Rewrite the lazy template instantiation post, starting at the words "template<typename T>" and stopping after "is not defined!", with "foo" replaced by "bar".

--- START OF READING TEXT ---

Invalid template instantation and the metaprogram compiles fine?

Question

I was working on a simple solution to the common "Conditional on ill-formed types" problem (Like this yesterday question).

In my codebase I have a template to hold uninstanced templates and instance them later. Something like this:

template<template<typename...> class F>
struct lazy
{};

namespace impl
{
    template<typename L , typename... ARGS>
    struct lazy_instance;

    template<template<typename...> class F , typename... ARGS>
    struct lazy_instance<lazy<F>,ARGS...> : public identity<F<ARGS...>>
    {};
}

template<typename L , typename... ARGS>
using lazy_instance = typename impl::lazy_instance<L,ARGS...>::type;

Where identity is the identity metafunction.
This could be used as follows:

using vector = lazy<std::vector>;
using int_vector = lazy_instance<vector,int>;

So the solution which comes to my mind is to wrap the two targets of the conditional on that way, and instantiate the result of the conditional, so only the selected template is instanced. For that purpose, I have modified lazy and impl::lazy_instance to allow us to pass the template parameters at the lazy instantation point:

template<template<typename...> class F , typename... ARGS>
struct lazy
{};

namespace impl
{
    template<typename L , typename... ARGS>
    struct lazy_instance;

    template<template<typename...> class F , typename... ARGS , typename... IARGS>
    struct lazy_instance<lazy<F,ARGS...>,IARGS...> : public identity<F<ARGS...>>
    {};
}

Note that in this case lazy_instance takes template parameters too, but they are ignored. I have donde this on that way to have the same interface for both usage cases.

So our main problem, the evaluation of conditional selection of potentially ill-formed types could be achieved as follows:

using ok = lazy_instance<typename std::conditional<true,
                                                   lazy<foo,int>,
                                                   lazy<foo,bool>
                                                  >::type
                        >;

Where foo is a template where the bool instantation is ill-formed, for example:

template<typename T>
struct foo;

template<>
struct foo<int>
{};

It seems to work, isn't? Great. But a couple of minutes later I changed the boolean flag to false, and surprisingly it works too! Even if foo<bool> specialization is not defined!

--- END OF READING TEXT ---
--- START OF DATASET ---

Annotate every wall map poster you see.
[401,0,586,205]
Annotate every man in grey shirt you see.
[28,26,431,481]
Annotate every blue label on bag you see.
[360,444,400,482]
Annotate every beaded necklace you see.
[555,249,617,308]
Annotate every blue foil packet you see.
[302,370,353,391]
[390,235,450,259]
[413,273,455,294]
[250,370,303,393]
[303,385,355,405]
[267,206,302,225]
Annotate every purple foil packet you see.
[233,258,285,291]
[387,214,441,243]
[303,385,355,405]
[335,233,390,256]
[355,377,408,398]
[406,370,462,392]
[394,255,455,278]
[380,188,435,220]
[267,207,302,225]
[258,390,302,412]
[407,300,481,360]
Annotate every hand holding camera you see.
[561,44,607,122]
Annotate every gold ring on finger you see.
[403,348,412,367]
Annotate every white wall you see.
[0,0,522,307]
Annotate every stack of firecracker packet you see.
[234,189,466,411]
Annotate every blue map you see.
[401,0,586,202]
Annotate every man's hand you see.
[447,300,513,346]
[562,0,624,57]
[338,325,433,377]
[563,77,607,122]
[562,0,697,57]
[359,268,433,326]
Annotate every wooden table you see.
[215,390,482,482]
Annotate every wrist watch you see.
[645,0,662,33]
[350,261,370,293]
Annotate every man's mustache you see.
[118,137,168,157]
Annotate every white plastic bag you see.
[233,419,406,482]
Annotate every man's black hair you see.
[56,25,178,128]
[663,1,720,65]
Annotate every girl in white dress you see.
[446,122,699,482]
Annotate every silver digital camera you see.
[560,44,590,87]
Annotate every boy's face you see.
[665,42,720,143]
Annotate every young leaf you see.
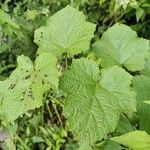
[60,58,136,149]
[111,131,150,150]
[35,6,96,56]
[133,60,150,133]
[0,53,58,123]
[93,24,150,71]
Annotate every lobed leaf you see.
[35,6,96,56]
[60,58,136,149]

--- END OF DATASET ---

## REPLY TO THE EXERCISE
template<typename T>
struct bar;

template<>
struct bar<int>
{};

It seems to work, isn't? Great. But a couple of minutes later I changed the boolean flag to false, and surprisingly it works too! Even if bar<bool> specialization is not defined!